What this task involves:
Please reproduce each of the entries below exactly as they appear.

Working data:
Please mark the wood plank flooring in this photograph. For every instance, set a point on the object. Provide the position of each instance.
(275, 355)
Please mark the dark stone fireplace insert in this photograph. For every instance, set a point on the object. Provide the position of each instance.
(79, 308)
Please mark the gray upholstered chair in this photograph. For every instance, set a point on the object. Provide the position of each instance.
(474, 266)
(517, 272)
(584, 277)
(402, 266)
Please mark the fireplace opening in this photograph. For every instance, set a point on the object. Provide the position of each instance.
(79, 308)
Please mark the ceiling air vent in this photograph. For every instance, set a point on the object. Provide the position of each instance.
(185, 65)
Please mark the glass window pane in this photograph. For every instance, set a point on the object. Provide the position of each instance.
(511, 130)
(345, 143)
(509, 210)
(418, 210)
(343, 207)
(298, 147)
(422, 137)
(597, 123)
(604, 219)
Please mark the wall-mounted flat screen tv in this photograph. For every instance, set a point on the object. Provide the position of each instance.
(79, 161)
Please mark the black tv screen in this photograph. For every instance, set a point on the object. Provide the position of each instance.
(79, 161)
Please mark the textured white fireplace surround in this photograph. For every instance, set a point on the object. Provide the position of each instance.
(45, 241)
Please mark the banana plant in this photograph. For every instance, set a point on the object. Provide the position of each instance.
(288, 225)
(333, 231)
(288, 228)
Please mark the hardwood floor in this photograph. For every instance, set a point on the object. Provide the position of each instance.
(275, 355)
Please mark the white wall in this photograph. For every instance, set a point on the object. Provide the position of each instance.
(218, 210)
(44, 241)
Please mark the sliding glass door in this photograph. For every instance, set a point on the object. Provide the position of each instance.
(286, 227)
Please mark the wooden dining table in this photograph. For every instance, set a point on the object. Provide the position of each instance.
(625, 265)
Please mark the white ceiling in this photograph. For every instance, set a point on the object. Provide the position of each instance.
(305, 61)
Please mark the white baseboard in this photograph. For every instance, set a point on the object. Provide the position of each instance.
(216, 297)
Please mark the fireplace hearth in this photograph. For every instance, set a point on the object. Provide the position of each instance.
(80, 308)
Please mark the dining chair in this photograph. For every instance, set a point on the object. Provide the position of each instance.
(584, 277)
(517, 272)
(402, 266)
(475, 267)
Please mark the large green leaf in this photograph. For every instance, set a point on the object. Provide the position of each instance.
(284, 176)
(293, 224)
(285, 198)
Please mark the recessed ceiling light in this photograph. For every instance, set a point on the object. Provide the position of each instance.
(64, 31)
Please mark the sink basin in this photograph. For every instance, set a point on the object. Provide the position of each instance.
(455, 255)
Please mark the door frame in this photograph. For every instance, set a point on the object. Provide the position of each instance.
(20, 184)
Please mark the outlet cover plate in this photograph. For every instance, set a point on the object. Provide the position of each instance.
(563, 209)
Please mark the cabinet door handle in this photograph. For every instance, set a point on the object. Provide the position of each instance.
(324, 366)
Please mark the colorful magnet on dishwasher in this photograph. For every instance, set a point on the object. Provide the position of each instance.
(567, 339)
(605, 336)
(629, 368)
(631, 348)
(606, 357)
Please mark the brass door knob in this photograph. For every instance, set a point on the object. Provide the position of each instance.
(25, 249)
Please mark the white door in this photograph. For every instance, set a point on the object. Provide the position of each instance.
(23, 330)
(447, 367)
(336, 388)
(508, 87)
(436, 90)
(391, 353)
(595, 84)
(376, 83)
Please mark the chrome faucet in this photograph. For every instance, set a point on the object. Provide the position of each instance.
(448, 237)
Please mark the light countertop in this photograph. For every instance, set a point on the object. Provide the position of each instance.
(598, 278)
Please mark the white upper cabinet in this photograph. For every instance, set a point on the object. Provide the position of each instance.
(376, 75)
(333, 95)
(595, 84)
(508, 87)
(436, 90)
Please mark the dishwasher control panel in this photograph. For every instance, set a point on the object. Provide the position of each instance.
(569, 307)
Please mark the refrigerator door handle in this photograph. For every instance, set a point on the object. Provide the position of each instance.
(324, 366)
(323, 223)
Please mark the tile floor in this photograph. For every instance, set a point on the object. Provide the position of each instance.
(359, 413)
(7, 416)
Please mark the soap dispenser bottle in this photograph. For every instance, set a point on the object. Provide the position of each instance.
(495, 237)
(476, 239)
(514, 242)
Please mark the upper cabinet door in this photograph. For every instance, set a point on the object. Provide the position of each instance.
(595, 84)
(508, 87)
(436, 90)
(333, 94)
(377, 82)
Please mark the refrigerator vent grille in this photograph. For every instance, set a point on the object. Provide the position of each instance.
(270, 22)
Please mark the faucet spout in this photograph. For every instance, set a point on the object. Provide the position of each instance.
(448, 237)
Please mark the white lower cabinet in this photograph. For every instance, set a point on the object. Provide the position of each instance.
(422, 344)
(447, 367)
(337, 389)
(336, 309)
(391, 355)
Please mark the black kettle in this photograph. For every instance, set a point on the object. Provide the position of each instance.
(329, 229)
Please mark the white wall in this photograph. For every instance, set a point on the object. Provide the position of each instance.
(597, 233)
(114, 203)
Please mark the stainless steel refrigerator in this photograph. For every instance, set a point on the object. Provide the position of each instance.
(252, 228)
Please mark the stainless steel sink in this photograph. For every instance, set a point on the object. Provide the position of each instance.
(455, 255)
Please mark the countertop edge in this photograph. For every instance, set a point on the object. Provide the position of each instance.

Output below:
Please mark the wood plank flooring in this photograph. For every instance, set a point on the object. Provide the position of each instance.
(275, 355)
Please mark the dark stone fireplace insert in this photograph. For every instance, set a point on the object. Provide the position of each instance.
(79, 308)
Please mark the gray upholstered chair in this photograph. For every instance, set a point on the object. Provide the position of each instance.
(474, 266)
(517, 272)
(584, 277)
(402, 266)
Please mark the fireplace opening in this photograph. For every instance, set a point on the object. Provide the position of each instance.
(79, 308)
Please mark the ceiling air vent in this photograph. For every instance, set a point on the object. Provide the position of each instance.
(185, 65)
Please mark the glass window pane in this photograph. For every instance, set a point on the object. Provide the position of each instance.
(511, 130)
(345, 143)
(509, 210)
(418, 210)
(343, 207)
(298, 147)
(422, 137)
(597, 123)
(604, 219)
Please mark the wall-mounted flat screen tv in this photograph. For every instance, set a point on the object. Provide the position of each instance.
(79, 161)
Please mark the black tv screen in this photograph. For every instance, set a point on the object. Provide the position of each instance.
(79, 161)
Please mark the textured white fireplace surround in this photograph. For every instance, set a point on the object. Provide the position of each instance.
(45, 241)
Please mark the banana plant in this photograph. For every instance, set a point on the object. Provide the position of each instance.
(288, 225)
(333, 231)
(288, 228)
Please mark the hardwood floor in this photograph. For every instance, set a point on the object. Provide the position of each instance.
(275, 355)
Please mark the white wall in this photograph. For every instance, set a point on the object. Provide the position of each instance.
(218, 210)
(44, 241)
Please mark the sliding glass door in this photograph. For every instance, set a point on the object. Provide the position of each instance.
(286, 227)
Please mark the wooden dining table in this photograph. For every instance, set a point on the object. Provide the position of each instance.
(625, 265)
Please mark the white ceiling in this photograph. For every instance, set a point on the object. Provide the position of each instance.
(305, 61)
Please mark the white baseboard in this photograph. For every instance, set a point on the object. Provide the position of each instance.
(216, 297)
Please mark the fireplace hearth in this photograph. For every instance, set a point on the object. Provide the position of each instance.
(80, 308)
Please mark the dining chair in this photograph. For every instance, set a point on the object. Provide the position of each instance.
(584, 277)
(517, 272)
(402, 266)
(475, 267)
Please mark the large green leaf in this photograph. For every instance, set a point on the object. Provide the position of each instance.
(284, 176)
(293, 224)
(285, 198)
Please mark the recessed ceiling light in this photograph. For every instance, set a point on the object. Provide the position of each instance.
(64, 31)
Please mark the sink basin in this photograph. For every instance, set a point on the object. Provide the position of each instance.
(455, 255)
Please mark the door frame in this photograph. For every instance, set a point on the object. Provide the position of each instance.
(20, 184)
Please mark the outlet cover plate in this photograph. For every instance, set a point on the object. Provide the position of each instance.
(563, 209)
Please mark the cabinet door handle in this photograph. For every instance, set a point on the object. Provide the position of each instance.
(324, 366)
Please mark the colorful magnet on dishwasher in this photograph. For every instance, set a point on the object. Provide the position of each instance.
(567, 339)
(605, 336)
(629, 368)
(631, 348)
(606, 357)
Please mark the brass door knob in this photograph. For every instance, set a point on the object. Provide the position of each instance.
(25, 249)
Please mark the white door in this photograph. For every instance, set a point on the object. Provide the position of each instance.
(23, 330)
(447, 367)
(336, 388)
(508, 87)
(436, 90)
(391, 353)
(595, 84)
(376, 83)
Please mark the chrome faucet in this photograph. For every instance, set a point on the object. Provide the position of each instance.
(448, 237)
Please mark the light countertop in this photograph. For every instance, set a point on the object. Provide the position of each instance.
(598, 278)
Please mark the white upper cabinet in this photograph. For every instance, set a point on the object. Provide the position of each instance.
(376, 75)
(333, 95)
(595, 84)
(508, 87)
(436, 90)
Please mark the dishwasher control panel in this photograph. For every instance, set a point on the object. Provide the position of each instance.
(569, 307)
Please mark the refrigerator door handle in this photograph. For every instance, set a point on the object. Provide the position of each instance.
(324, 366)
(323, 223)
Please mark the tile floor in this photograph. For every instance, set a point on the object. Provide the position of each instance.
(359, 413)
(7, 416)
Please mark the soap dispenser bottle in this photograph. For every instance, set a point on the object. Provide the position of each instance.
(495, 237)
(476, 239)
(514, 242)
Please mark the upper cabinet door in this photograph. For every instance, set a point on the object. Provide the position of each instance.
(595, 84)
(508, 87)
(436, 90)
(333, 94)
(377, 82)
Please mark the refrigerator vent grille in this photograph. For every instance, set a point on the object. Provide the position of each instance.
(270, 22)
Please mark the faucet spout in this photograph. For every instance, set a point on the object. Provide the position of each instance.
(448, 237)
Please mark the white lower cabinet in this photograph. For every instance, set a point on the object. Provide the position of each instance.
(422, 344)
(447, 367)
(337, 389)
(336, 309)
(391, 355)
Please mark the black kettle in this photograph. For every instance, set a point on the object. Provide the position of each instance.
(329, 229)
Please mark the white wall in this photograph. For every instance, set a point on the object. Provide the position of each instance.
(597, 233)
(114, 203)
Please mark the stainless steel refrigerator in this photograph. For every instance, set a point on the object. Provide the position of each instance.
(252, 228)
Please mark the stainless steel sink in this photograph. For every instance, set a point on the object. Provide the position of each instance.
(455, 255)
Please mark the countertop edge in this photograph. For every instance, set a point on the object. Provide the position of each instance.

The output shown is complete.